**Records from a collection**.
• • • • • • •

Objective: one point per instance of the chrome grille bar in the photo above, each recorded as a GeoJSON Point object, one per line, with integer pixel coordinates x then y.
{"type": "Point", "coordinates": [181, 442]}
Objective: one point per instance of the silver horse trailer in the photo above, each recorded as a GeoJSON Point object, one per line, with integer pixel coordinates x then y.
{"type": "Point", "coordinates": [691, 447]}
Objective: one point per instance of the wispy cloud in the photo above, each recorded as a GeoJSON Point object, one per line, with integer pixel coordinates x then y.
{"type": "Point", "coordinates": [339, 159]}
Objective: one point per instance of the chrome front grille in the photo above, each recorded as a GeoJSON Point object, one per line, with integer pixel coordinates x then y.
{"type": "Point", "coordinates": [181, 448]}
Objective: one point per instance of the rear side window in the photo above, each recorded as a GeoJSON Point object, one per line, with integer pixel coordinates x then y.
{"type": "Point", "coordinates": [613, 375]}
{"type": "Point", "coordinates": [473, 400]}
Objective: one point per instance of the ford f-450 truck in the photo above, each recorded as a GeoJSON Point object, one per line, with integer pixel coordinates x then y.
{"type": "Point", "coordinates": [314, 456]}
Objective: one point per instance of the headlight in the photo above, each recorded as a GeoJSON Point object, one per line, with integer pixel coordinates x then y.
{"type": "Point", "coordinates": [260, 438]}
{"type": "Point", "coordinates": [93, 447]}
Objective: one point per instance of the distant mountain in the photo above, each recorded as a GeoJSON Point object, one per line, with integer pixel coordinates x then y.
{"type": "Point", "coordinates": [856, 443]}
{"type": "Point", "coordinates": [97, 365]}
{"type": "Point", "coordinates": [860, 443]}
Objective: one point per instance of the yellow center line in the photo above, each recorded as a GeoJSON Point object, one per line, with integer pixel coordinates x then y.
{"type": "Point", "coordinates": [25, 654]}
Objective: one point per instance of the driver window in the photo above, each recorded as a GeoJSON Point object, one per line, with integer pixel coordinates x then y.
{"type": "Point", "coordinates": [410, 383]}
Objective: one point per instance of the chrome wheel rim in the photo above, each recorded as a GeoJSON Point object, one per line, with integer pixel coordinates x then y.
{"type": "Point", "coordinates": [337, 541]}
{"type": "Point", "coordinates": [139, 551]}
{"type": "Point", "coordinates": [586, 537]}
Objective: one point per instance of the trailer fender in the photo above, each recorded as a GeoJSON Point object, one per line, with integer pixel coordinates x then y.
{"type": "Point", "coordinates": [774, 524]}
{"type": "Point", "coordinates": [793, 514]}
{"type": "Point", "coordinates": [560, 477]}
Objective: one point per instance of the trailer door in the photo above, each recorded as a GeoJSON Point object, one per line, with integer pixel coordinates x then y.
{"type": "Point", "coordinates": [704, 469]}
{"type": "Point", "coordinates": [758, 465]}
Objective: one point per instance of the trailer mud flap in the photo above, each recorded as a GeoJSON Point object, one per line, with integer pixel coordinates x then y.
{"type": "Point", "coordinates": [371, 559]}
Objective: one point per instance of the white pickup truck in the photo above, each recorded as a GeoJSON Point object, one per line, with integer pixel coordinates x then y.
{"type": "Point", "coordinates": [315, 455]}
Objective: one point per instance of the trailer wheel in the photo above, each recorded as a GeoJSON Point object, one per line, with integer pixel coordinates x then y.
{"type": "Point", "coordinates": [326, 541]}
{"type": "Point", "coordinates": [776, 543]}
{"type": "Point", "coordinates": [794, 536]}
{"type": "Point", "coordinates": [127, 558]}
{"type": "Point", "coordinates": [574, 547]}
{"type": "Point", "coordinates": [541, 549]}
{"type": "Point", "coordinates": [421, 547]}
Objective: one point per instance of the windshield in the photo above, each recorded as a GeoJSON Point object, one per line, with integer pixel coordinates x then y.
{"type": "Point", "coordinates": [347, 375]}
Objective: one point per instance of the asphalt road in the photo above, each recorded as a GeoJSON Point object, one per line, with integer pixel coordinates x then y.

• • • • • • •

**EXERCISE DESCRIPTION**. An exact repetition of the data above is all that is needed.

**TASK RESULT**.
Objective: one point per instance of the chrome grille bar in the photo above, each recorded as a GeoJSON Point object, one per line, with integer pixel coordinates x then y.
{"type": "Point", "coordinates": [181, 442]}
Objective: one point per instance of the silver horse trailer in the photo above, each recorded as a GeoJSON Point object, one per line, with integer pixel coordinates x then y.
{"type": "Point", "coordinates": [691, 447]}
Objective: one point per instance of the wispy cloud in the photo above, each recorded as a GeoJSON Point object, one per line, with integer pixel coordinates x then y.
{"type": "Point", "coordinates": [339, 159]}
Objective: one point per instance of the chrome front grille in the photo above, each recorded as a GeoJSON Point object, one per line, with integer pixel coordinates x then y.
{"type": "Point", "coordinates": [181, 448]}
Objective: one point per instance of the rear side window in the photo above, each recorded as a GeoJSON Point object, one per line, with integer pixel coordinates x then y.
{"type": "Point", "coordinates": [613, 375]}
{"type": "Point", "coordinates": [473, 400]}
Objective: one point per instance of the ford f-450 truck in the photo above, each recorded as a GeoJSON Point object, one per line, with integer pixel coordinates x then y.
{"type": "Point", "coordinates": [314, 456]}
Objective: one point per instance of the headlight in the photo above, each recorded as a GeoJSON Point object, one per line, with integer pixel coordinates x then y.
{"type": "Point", "coordinates": [260, 438]}
{"type": "Point", "coordinates": [93, 447]}
Objective: one point per instance of the distant mountain in the photo above, each recorded as a GeoJSON Point object, one per line, with integer pixel coordinates x then y.
{"type": "Point", "coordinates": [856, 443]}
{"type": "Point", "coordinates": [97, 365]}
{"type": "Point", "coordinates": [860, 443]}
Objective: one point per instance of the yellow center line in the photo above, each recorded as a GeoJSON Point object, one per line, with integer pixel coordinates x then y.
{"type": "Point", "coordinates": [25, 654]}
Objective: one point per instance of the driver window in the photo above, each recorded as a GeoJSON Point object, one per line, with integer pixel coordinates x then y.
{"type": "Point", "coordinates": [410, 383]}
Objective: one point per instance of the chrome wheel rim in the photo above, each recorded as a GeoJSON Point object, one per line, with integer pixel coordinates x then y.
{"type": "Point", "coordinates": [337, 541]}
{"type": "Point", "coordinates": [139, 551]}
{"type": "Point", "coordinates": [586, 537]}
Objective: one point per instance of the trailer fender in the photo above, each recorded as a GeoJSON Point object, one per line, with integer pixel coordinates x then y.
{"type": "Point", "coordinates": [774, 524]}
{"type": "Point", "coordinates": [793, 514]}
{"type": "Point", "coordinates": [560, 477]}
Objective: one point per instance of the trailer door in the photo above, each recorded as a GeoJSON Point object, one per line, with integer pixel coordinates x then y.
{"type": "Point", "coordinates": [704, 469]}
{"type": "Point", "coordinates": [758, 465]}
Objective: one point per instance of the trailer mud flap in the photo above, each recorded as a GeoJSON Point object, one per line, with integer pixel coordinates x then y.
{"type": "Point", "coordinates": [371, 559]}
Objective: one point per instance of the white pickup truck in the photo above, each recorded as a GeoJSON Point object, one per line, with integer pixel coordinates x then y.
{"type": "Point", "coordinates": [315, 455]}
Objective: one point per instance of the trailer wheel in the photo above, each recorded as a GeoJSON Point object, one per line, with integer pixel coordinates x then y.
{"type": "Point", "coordinates": [326, 541]}
{"type": "Point", "coordinates": [776, 543]}
{"type": "Point", "coordinates": [794, 536]}
{"type": "Point", "coordinates": [127, 558]}
{"type": "Point", "coordinates": [574, 547]}
{"type": "Point", "coordinates": [541, 549]}
{"type": "Point", "coordinates": [421, 547]}
Objective: one point per instance of the windshield in the photo above, each recorded as a GeoJSON Point object, one per line, with integer pixel coordinates x then y.
{"type": "Point", "coordinates": [347, 375]}
Objective: one point per instance of the asphalt road in the photo above, each recorded as a GeoJSON Point object, one per line, with integer pixel coordinates x then y.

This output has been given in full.